# WHAT IS NEEDED:
Examine the records and identify each line that includes the string "below". Copy those lines.

# EXERCISE DATA:
►
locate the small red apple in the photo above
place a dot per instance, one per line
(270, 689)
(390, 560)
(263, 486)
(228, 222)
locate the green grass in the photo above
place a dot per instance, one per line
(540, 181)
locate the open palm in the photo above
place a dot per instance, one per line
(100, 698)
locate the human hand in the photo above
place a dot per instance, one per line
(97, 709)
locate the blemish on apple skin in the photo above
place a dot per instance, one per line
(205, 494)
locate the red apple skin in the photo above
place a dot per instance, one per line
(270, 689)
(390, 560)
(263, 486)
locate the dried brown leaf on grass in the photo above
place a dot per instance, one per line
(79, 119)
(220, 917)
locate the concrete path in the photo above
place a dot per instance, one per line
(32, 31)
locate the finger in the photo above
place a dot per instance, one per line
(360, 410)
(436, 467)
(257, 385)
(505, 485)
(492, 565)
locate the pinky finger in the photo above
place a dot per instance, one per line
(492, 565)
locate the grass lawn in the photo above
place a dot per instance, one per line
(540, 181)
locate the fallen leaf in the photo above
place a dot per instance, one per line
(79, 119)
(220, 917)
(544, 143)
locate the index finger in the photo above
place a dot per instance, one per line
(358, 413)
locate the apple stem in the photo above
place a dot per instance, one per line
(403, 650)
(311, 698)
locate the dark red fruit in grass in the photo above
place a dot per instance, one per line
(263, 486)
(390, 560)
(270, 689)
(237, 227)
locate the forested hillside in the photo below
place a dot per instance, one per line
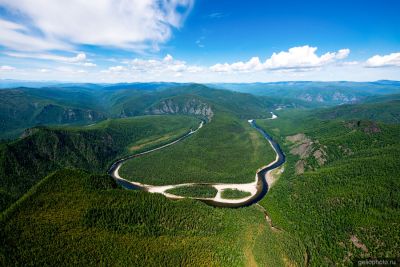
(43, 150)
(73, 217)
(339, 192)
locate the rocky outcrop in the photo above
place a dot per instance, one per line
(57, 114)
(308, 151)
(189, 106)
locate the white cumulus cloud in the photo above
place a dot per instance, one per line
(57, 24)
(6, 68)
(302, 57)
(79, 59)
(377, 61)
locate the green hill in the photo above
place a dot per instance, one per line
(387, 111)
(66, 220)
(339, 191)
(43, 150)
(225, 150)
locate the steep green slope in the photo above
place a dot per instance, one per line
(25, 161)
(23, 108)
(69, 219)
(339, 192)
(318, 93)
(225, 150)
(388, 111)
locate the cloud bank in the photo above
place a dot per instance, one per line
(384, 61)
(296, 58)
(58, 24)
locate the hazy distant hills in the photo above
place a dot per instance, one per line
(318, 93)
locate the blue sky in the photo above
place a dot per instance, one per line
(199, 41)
◄
►
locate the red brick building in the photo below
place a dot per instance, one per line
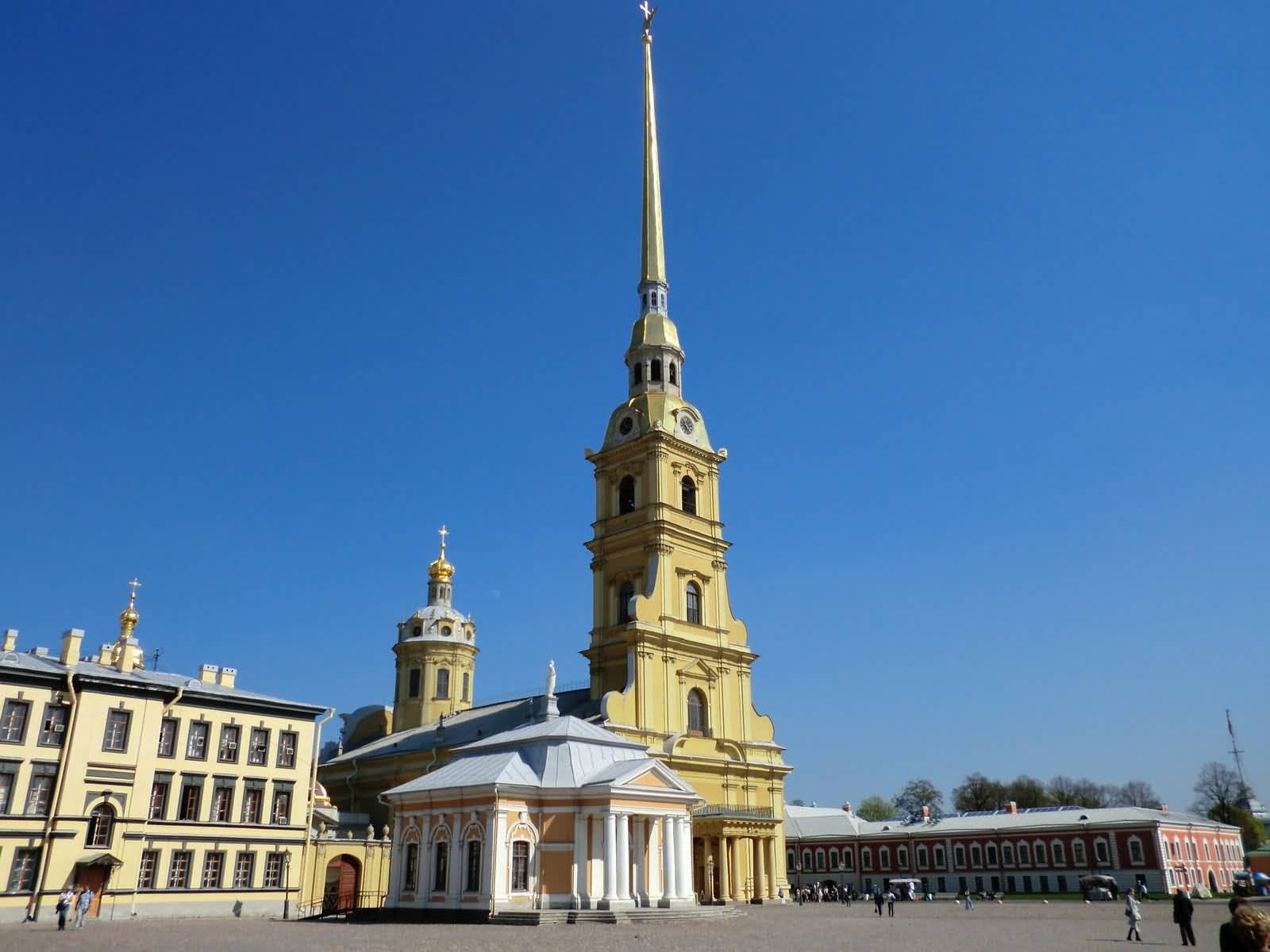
◄
►
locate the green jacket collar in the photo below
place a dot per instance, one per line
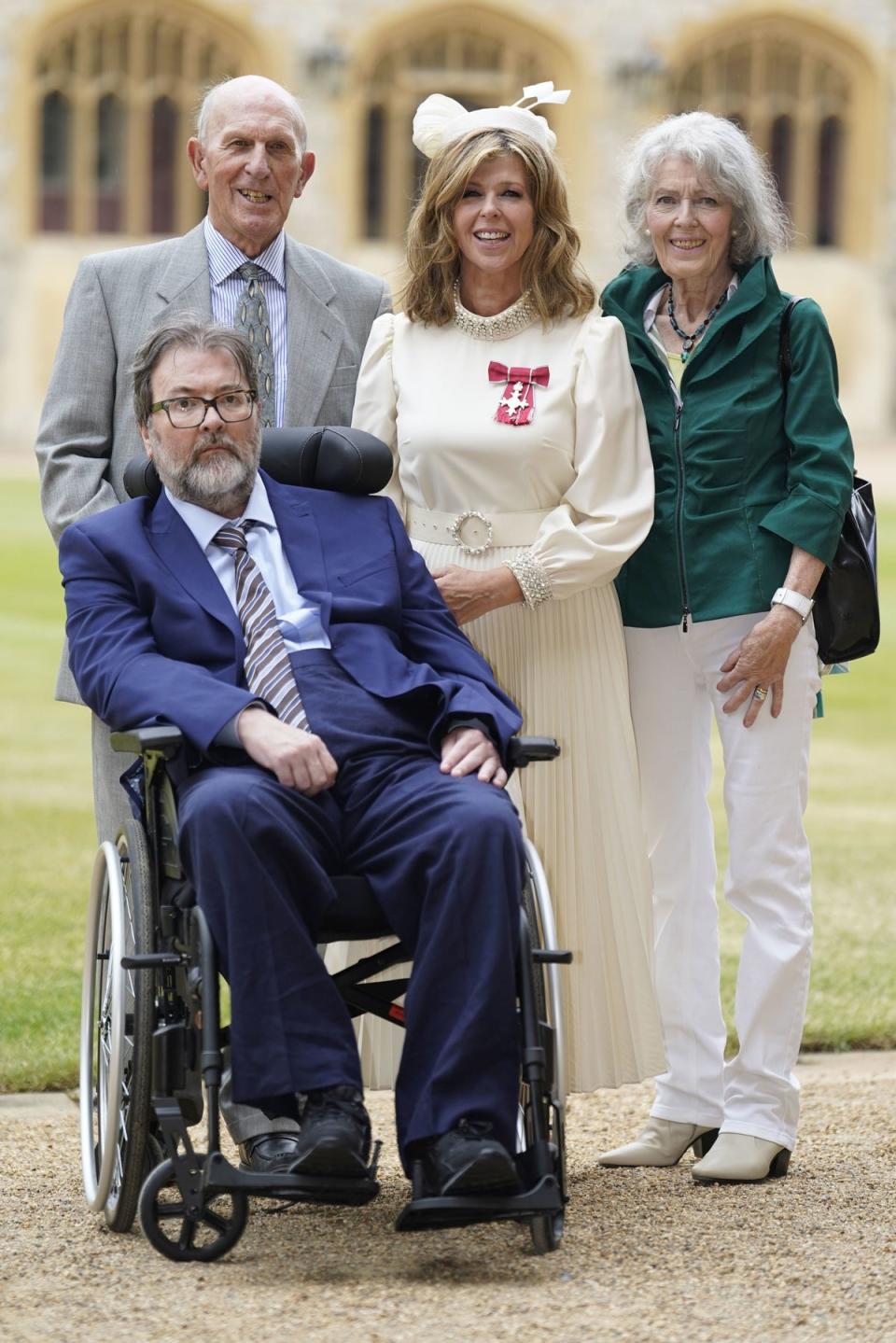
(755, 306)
◄
# EXERCISE ANSWER:
locate the forested hillside in the photo below
locate the red brick building in the photo below
locate the green jacket collar in the photo below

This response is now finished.